* Page excerpt
Closed Jorropo closed 1 year ago
Personally that a WONTFIX (except maybe some docs), having to use --cid-version=0
and then ipfs cid base32
if you care about backward compat doesn't look too bad.
I belive we just have to be carefull that this behaviour doesn't happen with #4143.
@Jorropo this isn't a bug - the version of a cid is part of the payload. A block with links in cidv0 is different byte-content ( thus different CID ) as opposed to a block with the very same links in cidv1.
@ribasushi I know, that why the:
Personally that a WONTFIX
It's just that go-ipfs attempt to have some hash coherency with future versions. (adding the same data multiple times with the same options in future versions should generally give you the same CID back)
We have to choose whether this qualify or not. And whether doing ipfs cid base32 $(ipfs add -n --cid-version=0)
is a valid alternative.
As well as document this alternative.
You are probably thinking of --upgrade-cidv0-in-output=true
. Note that this was raised ( and rejected ) in https://github.com/ipfs/go-ipfs/issues/4143#issuecomment-811050725
You are probably thinking of
--upgrade-cidv0-in-output=true
.
I'm essentially proposing the same thing but doing it explicitly with ipfs cid base32
(which already exists and works), I think the fix for this issue is just gonna be some more lines of docs somewhere.
Always happy to get more docs but is this coherency expected by the user somewhere? (And what exactly is the meaning of it?) It seems reliant on very specific and internal knowledge on how we construct these (raw leaves, chunker, etc.).
is this coherency expected by the user somewhere?
I have talked with a few people that assume it. We also have tried to somewhat maintain it.
And what exactly is the meaning of it?
Adding the same file multiple times yields the same CID (or at least a compatible one, so really it's only the same multihash).
It seems reliant on very specific and internal knowledge on how we construct these (raw leaves, chunker, etc.).
Yeah
Pushing some more on your definition to try to better understand it and see how we can fit it in the docs:
Adding the same file multiple times yields the same CID
You're changing the arguments, is the user that changes these still expect the same CID?
a compatible one
Then what does compatible mean? Same multihash? Is the user aware of it, and if it is, it expects it to go unchanged when it changes the CID or any other argument?
If anything this seems more of an issue with the UnixFS layer and explaining to the user that their file/directory/etc representation in IPFS is opaque and they shouldn't rely on the CID/multihash. We attempt to change this as little as possible but there are (AFAIK) no guarantees. For example, we now automatically change the directory implementation (from basic to HAMT) based (roughly) on its number of entries, when they reach a (variably-adjusted) threshold. There is no single "file" entity in IPFS as a continuous string of bits as (say) in the user's hard drive. I'd push for more documentation in that direction.
(Changing to a docs issues unless there is in fact a guarantee of CID/multihash stability in UnixFS.)
I have talked with a few people that assume it.
IMO there is in no way whatsoever a guarantee that ipfs-vX add foobar
generates the same DAG as ipfs-vX+1 add foobar
.

(Dataset records about object locations)
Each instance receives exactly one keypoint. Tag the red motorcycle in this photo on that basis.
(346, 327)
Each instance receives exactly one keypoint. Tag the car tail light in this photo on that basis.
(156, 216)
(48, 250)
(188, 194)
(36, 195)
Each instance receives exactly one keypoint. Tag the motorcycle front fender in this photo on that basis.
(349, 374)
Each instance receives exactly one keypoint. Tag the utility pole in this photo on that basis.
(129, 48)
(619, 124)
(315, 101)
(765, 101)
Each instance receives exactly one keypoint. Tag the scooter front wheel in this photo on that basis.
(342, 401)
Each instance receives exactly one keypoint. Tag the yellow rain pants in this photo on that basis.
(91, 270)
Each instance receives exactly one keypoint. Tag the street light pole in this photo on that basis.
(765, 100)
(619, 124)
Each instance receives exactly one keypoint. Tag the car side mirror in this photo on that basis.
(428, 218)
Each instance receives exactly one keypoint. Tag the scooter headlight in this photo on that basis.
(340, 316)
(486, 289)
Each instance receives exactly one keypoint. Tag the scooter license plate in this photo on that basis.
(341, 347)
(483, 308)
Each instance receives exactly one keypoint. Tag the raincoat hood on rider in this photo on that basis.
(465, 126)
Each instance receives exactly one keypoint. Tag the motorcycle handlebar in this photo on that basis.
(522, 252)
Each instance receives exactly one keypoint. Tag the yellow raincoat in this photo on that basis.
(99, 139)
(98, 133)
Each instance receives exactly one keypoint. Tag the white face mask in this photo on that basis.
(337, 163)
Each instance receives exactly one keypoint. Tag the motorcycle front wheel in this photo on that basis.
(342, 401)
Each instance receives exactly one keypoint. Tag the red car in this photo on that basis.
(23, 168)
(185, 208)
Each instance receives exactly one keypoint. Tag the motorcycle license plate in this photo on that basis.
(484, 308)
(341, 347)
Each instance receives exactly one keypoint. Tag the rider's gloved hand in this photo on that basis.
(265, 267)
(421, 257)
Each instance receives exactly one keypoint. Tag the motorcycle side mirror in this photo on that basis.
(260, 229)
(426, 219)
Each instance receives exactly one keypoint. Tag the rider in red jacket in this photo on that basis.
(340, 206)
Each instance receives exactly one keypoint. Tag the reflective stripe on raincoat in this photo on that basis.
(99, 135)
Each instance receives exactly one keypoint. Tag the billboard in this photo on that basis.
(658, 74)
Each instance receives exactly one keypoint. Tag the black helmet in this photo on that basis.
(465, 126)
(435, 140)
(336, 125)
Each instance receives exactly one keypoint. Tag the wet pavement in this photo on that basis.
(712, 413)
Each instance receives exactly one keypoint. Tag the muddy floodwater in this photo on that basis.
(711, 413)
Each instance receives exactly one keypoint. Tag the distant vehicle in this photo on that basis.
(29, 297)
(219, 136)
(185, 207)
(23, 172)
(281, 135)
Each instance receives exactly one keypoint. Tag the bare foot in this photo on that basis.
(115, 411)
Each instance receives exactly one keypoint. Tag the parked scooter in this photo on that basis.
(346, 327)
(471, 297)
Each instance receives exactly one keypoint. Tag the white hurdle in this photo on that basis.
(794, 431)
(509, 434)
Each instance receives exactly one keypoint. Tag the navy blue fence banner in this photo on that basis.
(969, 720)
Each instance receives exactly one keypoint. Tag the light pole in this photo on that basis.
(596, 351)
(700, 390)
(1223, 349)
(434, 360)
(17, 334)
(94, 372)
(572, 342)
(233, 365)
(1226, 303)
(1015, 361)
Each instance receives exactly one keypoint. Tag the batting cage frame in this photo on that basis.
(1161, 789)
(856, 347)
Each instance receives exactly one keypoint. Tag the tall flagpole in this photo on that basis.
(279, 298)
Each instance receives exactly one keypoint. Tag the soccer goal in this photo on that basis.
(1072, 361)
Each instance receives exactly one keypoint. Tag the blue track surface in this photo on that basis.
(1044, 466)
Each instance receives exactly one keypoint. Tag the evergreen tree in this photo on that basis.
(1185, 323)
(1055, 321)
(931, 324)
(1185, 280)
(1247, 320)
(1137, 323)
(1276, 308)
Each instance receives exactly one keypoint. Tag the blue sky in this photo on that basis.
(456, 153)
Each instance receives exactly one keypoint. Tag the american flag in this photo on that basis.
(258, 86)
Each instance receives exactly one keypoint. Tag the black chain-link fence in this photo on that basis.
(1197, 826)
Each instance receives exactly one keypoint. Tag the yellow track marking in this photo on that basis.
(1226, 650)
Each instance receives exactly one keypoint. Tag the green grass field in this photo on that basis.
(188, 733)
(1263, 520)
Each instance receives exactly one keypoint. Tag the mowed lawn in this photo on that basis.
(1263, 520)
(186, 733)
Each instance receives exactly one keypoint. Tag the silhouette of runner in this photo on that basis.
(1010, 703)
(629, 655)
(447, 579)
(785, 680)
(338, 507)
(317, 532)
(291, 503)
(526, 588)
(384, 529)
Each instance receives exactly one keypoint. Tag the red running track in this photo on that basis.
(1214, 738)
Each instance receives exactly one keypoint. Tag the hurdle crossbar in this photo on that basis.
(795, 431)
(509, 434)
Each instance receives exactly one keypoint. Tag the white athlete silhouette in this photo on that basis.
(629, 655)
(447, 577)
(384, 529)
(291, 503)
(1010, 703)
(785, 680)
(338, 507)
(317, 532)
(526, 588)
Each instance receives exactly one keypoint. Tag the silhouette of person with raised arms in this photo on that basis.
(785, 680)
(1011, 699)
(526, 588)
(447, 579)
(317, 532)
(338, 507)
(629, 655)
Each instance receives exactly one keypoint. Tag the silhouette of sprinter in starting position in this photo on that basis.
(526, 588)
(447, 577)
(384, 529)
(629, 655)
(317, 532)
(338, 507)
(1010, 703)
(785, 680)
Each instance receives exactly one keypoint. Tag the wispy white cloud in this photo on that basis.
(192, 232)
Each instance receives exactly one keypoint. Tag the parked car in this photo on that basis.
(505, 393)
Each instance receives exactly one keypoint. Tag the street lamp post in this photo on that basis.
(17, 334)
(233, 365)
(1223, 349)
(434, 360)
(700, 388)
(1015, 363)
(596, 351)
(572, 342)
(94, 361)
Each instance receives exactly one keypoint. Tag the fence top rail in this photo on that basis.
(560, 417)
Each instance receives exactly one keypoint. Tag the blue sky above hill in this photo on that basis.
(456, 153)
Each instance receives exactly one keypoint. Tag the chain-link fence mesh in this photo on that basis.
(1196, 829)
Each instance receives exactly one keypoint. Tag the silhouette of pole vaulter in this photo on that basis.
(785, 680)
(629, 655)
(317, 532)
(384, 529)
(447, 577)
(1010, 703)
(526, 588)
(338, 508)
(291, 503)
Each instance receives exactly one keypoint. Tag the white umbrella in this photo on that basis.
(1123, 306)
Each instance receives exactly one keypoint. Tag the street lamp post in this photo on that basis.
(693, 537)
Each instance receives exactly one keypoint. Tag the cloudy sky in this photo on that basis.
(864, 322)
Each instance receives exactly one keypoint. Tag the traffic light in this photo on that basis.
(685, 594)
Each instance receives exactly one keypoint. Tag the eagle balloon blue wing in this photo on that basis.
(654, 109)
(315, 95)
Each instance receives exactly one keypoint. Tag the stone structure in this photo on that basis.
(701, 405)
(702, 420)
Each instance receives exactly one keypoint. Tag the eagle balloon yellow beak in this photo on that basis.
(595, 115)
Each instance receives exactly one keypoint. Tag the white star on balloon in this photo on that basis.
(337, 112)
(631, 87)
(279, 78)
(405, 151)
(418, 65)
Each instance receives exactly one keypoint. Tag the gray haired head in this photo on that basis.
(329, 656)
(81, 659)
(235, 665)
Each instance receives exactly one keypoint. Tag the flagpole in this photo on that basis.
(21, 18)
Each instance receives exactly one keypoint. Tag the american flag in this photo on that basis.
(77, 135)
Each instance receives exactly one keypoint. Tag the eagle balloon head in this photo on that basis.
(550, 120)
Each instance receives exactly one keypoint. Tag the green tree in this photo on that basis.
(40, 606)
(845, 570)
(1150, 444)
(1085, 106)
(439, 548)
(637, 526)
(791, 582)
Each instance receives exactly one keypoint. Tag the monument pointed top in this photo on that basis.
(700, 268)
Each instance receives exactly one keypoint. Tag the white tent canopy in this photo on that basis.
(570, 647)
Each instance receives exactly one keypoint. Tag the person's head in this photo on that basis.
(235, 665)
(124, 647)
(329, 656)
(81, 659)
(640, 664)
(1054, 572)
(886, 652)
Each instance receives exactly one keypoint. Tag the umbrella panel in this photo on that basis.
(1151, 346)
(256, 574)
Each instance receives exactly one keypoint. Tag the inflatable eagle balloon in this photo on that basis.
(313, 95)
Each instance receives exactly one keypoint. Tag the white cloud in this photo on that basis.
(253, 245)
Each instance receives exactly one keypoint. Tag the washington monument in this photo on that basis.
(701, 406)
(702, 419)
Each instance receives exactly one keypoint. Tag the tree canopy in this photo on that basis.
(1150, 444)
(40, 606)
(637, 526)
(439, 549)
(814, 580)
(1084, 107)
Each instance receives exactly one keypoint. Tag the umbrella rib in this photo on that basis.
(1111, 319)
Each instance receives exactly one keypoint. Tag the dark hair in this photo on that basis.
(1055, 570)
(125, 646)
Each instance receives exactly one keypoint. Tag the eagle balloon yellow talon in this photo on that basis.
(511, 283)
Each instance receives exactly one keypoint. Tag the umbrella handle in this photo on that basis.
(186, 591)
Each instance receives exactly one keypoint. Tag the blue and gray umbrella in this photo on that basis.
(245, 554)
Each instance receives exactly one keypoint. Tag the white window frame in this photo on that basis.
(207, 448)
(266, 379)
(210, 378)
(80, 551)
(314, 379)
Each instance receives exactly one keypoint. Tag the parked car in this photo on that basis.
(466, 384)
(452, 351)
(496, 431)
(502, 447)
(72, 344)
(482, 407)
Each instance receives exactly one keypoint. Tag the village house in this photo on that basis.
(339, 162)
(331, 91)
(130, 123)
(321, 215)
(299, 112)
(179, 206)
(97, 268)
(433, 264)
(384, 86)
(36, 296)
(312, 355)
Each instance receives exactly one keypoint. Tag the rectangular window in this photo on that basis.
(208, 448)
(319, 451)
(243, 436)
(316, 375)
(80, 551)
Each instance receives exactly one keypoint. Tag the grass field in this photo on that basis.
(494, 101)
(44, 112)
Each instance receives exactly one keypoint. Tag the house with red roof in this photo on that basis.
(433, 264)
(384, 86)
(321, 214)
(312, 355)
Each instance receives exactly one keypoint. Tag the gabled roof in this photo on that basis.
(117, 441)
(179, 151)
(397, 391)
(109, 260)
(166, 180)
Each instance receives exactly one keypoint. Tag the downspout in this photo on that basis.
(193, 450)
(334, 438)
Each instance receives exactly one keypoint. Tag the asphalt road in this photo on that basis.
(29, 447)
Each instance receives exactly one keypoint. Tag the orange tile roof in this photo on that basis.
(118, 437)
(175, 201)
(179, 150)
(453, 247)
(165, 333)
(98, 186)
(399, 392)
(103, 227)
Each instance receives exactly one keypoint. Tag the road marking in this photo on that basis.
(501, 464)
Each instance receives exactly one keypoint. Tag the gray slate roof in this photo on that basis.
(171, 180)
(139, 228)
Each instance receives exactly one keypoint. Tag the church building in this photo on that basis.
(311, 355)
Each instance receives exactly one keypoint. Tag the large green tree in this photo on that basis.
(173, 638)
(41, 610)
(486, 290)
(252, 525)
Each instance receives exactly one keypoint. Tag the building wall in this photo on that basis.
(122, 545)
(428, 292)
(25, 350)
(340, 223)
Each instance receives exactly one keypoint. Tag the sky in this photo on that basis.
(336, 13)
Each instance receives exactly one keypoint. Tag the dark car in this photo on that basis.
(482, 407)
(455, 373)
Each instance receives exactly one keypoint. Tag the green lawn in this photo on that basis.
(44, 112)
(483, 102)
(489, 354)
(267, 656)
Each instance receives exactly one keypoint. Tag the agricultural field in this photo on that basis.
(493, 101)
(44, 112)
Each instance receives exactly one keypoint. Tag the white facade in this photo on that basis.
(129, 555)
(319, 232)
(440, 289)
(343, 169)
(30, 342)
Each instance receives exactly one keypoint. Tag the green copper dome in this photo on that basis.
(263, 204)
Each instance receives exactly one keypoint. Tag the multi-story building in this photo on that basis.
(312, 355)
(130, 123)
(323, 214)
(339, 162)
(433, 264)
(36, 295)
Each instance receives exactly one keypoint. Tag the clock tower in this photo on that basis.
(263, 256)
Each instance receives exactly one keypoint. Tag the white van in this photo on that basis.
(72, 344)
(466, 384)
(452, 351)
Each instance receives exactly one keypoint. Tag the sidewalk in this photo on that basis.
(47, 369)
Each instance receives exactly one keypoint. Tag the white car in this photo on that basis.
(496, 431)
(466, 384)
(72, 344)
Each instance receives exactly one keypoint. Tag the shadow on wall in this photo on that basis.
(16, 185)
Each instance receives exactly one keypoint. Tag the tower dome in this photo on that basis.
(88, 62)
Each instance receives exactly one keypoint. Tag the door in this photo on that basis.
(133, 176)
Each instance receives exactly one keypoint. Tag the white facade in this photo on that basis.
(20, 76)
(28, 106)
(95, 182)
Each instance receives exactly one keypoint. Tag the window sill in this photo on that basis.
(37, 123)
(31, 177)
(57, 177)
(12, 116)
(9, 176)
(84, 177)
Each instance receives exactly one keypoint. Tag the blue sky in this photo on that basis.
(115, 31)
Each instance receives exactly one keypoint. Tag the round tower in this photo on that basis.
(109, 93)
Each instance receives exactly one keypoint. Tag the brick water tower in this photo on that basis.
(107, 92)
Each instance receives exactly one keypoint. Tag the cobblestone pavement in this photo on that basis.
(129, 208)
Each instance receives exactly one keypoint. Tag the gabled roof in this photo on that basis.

* Tasks to carry out
**A.** In the CID discussion, restate the paragraph that begins "If anything this seems more of an issue with the UnixFS layer" as a short bulleted list that keeps its main facts.
**B.** From the CID discussion, return the stretch from "Adding the same file multiple times yields the same CID (or" through "any other argument?" with every word unchanged.

* Task answers
**A.**
- It looks more like a UnixFS-layer issue. Users should be told that their file, directory, or other data is represented in IPFS in an opaque way, so they shouldn't rely on the CID or multihash.
- Changes to this are kept as small as possible, but as far as the writer knows, there are no guarantees.
- Example: the directory implementation now switches automatically from basic to HAMT, roughly based on the number of entries, once they reach a variably adjusted threshold.
- IPFS has no single "file" that exists as one continuous string of bits, the way it does on a user's hard drive.
- The writer would push for more documentation along these lines.

**B.**
Adding the same file multiple times yields the same CID (or at least a compatible one, so really it's only the same multihash).
It seems reliant on very specific and internal knowledge on how we construct these (raw leaves, chunker, etc.).
Yeah
Pushing some more on your definition to try to better understand it and see how we can fit it in the docs:
Adding the same file multiple times yields the same CID
You're changing the arguments, is the user that changes these still expect the same CID?
a compatible one
Then what does compatible mean? Same multihash? Is the user aware of it, and if it is, it expects it to go unchanged when it changes the CID or any other argument?